** EXERCISE DESCRIPTION **
All material below is to be reproduced exactly.

* START EXCERPTED DATA *

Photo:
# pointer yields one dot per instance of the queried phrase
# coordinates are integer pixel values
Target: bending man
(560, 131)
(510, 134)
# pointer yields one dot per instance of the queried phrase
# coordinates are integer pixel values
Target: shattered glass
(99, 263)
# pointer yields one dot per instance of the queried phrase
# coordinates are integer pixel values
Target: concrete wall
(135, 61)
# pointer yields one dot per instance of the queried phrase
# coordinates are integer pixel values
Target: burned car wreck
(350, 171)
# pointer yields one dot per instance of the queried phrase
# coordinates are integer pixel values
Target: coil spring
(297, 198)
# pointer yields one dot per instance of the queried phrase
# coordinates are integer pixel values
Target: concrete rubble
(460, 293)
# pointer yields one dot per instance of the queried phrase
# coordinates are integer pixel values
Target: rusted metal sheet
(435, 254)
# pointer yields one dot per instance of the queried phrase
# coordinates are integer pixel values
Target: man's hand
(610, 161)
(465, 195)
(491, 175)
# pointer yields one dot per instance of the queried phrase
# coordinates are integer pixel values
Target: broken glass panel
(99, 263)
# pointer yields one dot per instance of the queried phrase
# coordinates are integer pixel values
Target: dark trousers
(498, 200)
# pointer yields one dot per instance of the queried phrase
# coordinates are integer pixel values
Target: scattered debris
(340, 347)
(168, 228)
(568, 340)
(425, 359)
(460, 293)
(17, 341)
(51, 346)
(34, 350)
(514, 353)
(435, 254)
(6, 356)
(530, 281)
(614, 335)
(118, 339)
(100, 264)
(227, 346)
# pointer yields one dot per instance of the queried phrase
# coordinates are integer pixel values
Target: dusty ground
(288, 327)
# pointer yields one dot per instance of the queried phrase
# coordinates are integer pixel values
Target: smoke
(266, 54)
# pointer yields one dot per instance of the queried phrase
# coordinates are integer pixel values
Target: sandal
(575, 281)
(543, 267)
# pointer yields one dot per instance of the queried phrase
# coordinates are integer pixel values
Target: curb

* END EXCERPTED DATA *

** COMPLETE RESPONSE **
Photo:
# pointer yields one dot per instance of the queried phrase
# coordinates are integer pixel values
Target: bending man
(560, 131)
(510, 134)
# pointer yields one dot per instance of the queried phrase
# coordinates are integer pixel values
Target: shattered glass
(99, 263)
# pointer yields one dot per instance of the queried phrase
# coordinates are integer pixel values
Target: concrete wall
(135, 61)
# pointer yields one dot per instance of the queried phrase
# coordinates are integer pixel values
Target: burned car wreck
(350, 171)
# pointer yields one dot per instance of the queried phrase
# coordinates are integer pixel values
Target: coil spring
(297, 198)
# pointer yields one dot per instance of the queried phrase
# coordinates are integer pixel values
Target: concrete rubble
(460, 293)
# pointer yields one dot per instance of the queried phrase
# coordinates are integer pixel values
Target: rusted metal sheet
(435, 254)
# pointer yields one dot per instance of the queried phrase
# coordinates are integer pixel values
Target: man's hand
(610, 161)
(465, 195)
(491, 175)
# pointer yields one dot per instance of the queried phrase
# coordinates are integer pixel values
Target: broken glass panel
(99, 263)
# pointer yields one dot per instance of the queried phrase
# coordinates are integer pixel values
Target: dark trousers
(498, 200)
# pointer yields one dot per instance of the queried phrase
# coordinates are integer pixel values
Target: scattered debris
(340, 347)
(168, 228)
(568, 340)
(425, 359)
(460, 293)
(17, 341)
(51, 346)
(34, 350)
(514, 353)
(435, 254)
(6, 356)
(530, 281)
(614, 335)
(118, 339)
(100, 264)
(227, 346)
# pointer yields one dot per instance of the queried phrase
# coordinates are integer pixel values
Target: dusty ground
(288, 327)
# pointer yields one dot per instance of the queried phrase
# coordinates are integer pixel values
Target: smoke
(266, 54)
# pointer yields one dot per instance of the queried phrase
# coordinates are integer pixel values
Target: sandal
(575, 281)
(543, 267)
# pointer yields one dot per instance of the queried phrase
# coordinates are integer pixel values
Target: curb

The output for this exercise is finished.